**EXERCISES**
**a.** List the sounds that make up Harris's soundscape in the 'Needle Dance' passage.
**b.** Revise the 'Needle Dance' passage, starting at the words "Image Credit: Carlos" and stopping after "coming into being.", so that "footfalls" becomes "footsteps".
**c.** Extend the 'Needle Dance' passage, picking up after its final sentence.

**READING PASSAGE**
* start *
Harris’s collaboration with costume designer Deborah Milner, known for her sculptural couture and work with Alexander McQueen, adds another layer to the exhibition’s interplay of movement and material. The costumes worn in the underwater film, sculpted and textural, further blur the boundaries between fashion, performance, and fine art. The dancers, wrapped in these intricate garments, become living extensions of Harris’s artistic language, their movements echoing the delicate yet unbreakable threads that run throughout the exhibition.

Colour, too, plays a vital role in ‘Needle Dance’. While much of the palette leans into muted, earthy tones, there are moments of vibrancy—deep crimsons and electric blues that feel almost visceral, like bursts of energy breaking through restraint. These ruptures of colour echo the unpredictability of movement itself—sometimes controlled, sometimes spontaneous, always charged with intention. The effect is haunting yet deeply human, reminiscent of the way a dancer’s body retains the marks of labour long after the performance ends.

 

Image Credit: Carlos Basilico

 

Beyond the visual, Harris incorporates an auditory element—a subtle soundscape of recorded breath, fabric tearing, and the rhythmic puncture of needle through cloth. It’s immersive without being overwhelming, reinforcing the intimacy of process and the weight of repetition. The steady pulse of stitching mirrors the cadence of a dancer’s footfalls across a stage, the rise and fall of breath between movements, the whispers of fabric brushing against skin. It is the sound of effort, of motion, of something coming into being.
* end *
**EXTRACTED ENTRIES**
* start *
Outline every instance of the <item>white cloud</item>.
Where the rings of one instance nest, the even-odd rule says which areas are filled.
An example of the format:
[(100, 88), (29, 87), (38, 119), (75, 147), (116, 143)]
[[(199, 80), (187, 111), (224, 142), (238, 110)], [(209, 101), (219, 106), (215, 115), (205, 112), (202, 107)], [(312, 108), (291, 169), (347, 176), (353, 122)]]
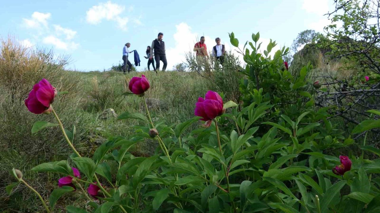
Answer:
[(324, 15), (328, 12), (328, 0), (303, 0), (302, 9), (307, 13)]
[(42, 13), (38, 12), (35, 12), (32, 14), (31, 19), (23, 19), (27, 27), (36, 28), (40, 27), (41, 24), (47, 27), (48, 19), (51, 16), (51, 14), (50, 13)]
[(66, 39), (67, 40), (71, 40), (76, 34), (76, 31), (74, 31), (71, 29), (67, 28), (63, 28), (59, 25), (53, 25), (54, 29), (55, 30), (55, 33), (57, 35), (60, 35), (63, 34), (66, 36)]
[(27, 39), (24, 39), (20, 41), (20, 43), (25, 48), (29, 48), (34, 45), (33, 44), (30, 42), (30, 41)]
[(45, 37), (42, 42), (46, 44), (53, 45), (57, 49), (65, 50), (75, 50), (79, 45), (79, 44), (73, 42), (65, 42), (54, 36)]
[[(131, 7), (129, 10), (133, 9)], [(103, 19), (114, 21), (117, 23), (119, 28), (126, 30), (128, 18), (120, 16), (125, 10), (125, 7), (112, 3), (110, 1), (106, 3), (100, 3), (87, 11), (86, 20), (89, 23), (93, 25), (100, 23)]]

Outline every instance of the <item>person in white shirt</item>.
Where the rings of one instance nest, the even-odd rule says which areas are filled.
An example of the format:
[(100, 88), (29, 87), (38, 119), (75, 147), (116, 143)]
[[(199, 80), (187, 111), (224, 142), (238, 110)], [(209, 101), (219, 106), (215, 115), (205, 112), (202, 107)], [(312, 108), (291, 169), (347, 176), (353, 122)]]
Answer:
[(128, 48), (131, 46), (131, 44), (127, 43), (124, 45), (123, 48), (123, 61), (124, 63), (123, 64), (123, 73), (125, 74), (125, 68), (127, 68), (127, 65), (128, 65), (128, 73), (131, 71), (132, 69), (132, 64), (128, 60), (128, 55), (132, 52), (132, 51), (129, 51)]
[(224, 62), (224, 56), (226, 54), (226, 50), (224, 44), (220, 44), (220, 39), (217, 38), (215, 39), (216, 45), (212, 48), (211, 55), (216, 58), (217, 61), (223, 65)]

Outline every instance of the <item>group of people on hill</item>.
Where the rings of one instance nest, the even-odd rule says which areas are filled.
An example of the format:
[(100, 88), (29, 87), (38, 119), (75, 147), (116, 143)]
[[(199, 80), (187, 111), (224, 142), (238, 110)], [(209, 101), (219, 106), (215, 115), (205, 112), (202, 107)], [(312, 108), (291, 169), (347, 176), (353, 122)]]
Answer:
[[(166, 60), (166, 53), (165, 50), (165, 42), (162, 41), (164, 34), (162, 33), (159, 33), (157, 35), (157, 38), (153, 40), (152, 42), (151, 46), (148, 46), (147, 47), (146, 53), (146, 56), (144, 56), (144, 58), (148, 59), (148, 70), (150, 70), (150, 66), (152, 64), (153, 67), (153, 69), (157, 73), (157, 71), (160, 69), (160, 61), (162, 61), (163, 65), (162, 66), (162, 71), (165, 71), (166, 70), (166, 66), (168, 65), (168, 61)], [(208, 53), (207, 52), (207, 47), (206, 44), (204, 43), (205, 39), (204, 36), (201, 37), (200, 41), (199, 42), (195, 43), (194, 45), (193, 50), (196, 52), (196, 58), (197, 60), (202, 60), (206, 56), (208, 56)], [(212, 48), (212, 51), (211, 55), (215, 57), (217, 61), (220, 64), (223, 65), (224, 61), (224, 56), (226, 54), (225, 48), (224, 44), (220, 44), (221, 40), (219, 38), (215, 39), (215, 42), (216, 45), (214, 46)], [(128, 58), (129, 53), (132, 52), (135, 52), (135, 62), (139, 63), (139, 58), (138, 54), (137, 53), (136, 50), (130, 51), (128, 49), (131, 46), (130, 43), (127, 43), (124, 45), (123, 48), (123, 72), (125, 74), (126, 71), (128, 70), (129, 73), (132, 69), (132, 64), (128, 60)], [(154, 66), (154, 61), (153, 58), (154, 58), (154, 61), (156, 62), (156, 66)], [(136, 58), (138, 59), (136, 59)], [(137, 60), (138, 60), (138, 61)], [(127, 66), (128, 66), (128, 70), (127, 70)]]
* end *
* start *
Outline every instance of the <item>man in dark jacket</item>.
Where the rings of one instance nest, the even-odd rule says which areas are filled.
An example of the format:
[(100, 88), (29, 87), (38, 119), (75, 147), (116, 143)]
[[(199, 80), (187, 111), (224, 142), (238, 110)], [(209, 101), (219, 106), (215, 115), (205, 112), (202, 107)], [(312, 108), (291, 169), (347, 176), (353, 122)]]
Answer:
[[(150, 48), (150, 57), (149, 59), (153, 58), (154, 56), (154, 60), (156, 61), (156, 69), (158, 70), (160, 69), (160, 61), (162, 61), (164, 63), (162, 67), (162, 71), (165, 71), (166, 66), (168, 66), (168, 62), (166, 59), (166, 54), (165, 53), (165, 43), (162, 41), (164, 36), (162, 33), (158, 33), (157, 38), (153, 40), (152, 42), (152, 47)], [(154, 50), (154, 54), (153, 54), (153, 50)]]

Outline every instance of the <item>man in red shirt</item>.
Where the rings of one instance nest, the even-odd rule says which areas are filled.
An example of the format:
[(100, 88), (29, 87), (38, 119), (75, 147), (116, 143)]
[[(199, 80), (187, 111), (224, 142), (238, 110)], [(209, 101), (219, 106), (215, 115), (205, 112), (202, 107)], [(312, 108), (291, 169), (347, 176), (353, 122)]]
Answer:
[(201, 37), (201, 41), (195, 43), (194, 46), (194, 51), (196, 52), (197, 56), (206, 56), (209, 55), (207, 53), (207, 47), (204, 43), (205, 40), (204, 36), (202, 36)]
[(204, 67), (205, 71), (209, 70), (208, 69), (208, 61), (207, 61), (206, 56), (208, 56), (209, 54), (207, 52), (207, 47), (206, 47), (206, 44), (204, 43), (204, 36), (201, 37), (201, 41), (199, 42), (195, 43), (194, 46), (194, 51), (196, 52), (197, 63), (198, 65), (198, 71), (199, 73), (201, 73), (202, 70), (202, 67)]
* end *
* start *
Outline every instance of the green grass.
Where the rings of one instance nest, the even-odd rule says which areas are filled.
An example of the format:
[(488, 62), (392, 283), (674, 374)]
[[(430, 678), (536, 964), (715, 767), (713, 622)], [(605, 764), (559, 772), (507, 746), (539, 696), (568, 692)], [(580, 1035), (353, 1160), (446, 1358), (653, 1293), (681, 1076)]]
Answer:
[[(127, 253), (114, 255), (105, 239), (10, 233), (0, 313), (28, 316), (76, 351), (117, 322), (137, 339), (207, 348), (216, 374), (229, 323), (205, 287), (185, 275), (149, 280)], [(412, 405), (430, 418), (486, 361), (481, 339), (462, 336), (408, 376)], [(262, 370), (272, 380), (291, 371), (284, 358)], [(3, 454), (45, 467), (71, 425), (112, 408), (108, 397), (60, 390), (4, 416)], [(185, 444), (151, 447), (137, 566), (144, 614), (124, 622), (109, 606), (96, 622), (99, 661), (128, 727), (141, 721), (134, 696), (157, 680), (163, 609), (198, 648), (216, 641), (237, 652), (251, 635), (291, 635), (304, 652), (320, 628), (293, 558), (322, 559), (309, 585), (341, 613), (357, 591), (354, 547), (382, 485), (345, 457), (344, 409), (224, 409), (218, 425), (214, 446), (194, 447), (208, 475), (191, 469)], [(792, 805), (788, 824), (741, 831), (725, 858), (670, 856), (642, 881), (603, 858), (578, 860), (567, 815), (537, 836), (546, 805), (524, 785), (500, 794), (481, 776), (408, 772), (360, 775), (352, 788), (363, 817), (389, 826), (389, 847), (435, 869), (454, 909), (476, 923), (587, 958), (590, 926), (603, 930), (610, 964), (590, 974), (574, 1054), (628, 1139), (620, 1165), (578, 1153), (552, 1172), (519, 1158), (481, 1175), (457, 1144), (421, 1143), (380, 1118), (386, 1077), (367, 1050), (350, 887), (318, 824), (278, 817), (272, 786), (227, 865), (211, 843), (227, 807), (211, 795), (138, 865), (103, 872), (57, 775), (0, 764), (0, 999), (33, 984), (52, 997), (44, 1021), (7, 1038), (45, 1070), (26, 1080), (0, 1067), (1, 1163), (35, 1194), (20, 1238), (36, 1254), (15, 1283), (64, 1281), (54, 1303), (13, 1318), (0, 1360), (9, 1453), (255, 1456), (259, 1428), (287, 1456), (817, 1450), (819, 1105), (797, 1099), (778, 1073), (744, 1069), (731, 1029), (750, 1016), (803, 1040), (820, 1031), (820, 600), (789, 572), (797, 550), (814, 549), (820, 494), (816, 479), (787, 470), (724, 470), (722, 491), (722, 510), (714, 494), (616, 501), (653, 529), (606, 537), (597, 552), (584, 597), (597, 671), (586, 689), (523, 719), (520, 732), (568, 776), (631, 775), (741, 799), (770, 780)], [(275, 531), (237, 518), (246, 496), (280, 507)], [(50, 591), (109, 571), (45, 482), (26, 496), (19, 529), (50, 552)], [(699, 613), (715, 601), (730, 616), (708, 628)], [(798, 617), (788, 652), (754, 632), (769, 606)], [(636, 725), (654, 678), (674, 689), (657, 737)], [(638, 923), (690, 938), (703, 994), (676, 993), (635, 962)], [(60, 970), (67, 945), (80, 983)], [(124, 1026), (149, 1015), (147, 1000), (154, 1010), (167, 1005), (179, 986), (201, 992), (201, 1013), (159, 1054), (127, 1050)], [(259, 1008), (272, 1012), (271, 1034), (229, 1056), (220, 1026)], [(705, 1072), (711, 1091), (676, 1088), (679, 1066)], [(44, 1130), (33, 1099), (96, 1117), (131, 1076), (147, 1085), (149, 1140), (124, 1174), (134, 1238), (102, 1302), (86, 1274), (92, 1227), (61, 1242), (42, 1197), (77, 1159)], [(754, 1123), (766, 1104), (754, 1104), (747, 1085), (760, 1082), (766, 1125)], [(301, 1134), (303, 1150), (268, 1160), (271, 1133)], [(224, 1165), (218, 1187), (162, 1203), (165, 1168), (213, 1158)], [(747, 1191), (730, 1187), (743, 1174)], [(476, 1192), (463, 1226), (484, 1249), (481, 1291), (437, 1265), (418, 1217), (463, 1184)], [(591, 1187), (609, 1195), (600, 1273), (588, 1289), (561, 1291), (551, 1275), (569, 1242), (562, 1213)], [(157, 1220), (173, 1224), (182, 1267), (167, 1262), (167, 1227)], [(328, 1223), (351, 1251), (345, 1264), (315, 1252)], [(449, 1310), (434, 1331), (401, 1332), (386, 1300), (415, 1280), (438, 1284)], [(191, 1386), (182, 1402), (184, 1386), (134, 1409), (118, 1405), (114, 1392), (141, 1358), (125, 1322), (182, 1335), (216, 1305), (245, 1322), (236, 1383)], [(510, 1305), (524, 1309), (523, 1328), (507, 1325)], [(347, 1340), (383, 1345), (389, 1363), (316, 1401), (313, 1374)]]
* end *
**RESPONSES IN ORDER**
**a.**
- recorded breath
- fabric tearing
- the rhythmic puncture of needle through cloth

**b.**
Image Credit: Carlos Basilico

 

Beyond the visual, Harris incorporates an auditory element—a subtle soundscape of recorded breath, fabric tearing, and the rhythmic puncture of needle through cloth. It’s immersive without being overwhelming, reinforcing the intimacy of process and the weight of repetition. The steady pulse of stitching mirrors the cadence of a dancer’s footsteps across a stage, the rise and fall of breath between movements, the whispers of fabric brushing against skin. It is the sound of effort, of motion, of something coming into being.

**c.**
What makes ‘Needle Dance’ so compelling is its refusal to settle into a single discipline. Harris seamlessly shifts between sculpture, performance, and painting with the fluidity of a dancer moving between choreography. This is not about static storytelling; it is about embodiment, about history embedded in movement, about the visceral experience of art in motion.

By integrating film, sculpture, and textiles, ‘Needle Dance’ challenges the boundaries of traditional exhibition formats. Harris’s use of red rope and underwater choreography underscores the exhibition’s meditation on entrapment and liberation, reminding viewers of the complex ties that bind us—physically, emotionally, and historically. It is a space where art is not just seen but felt through tension, through sound, through the echo of movement long after the gallery doors close. The entire show pulses with the ephemeral magic of performance: each stitch a step, each thread a line of choreography, each suspended form a body in motion. And like a dancer mid-performance, it lingers in the body, refusing to be easily forgotten.

‘Needle Dance’ concluded on the 2nd March, 2025. More information is available on the artist’s website here.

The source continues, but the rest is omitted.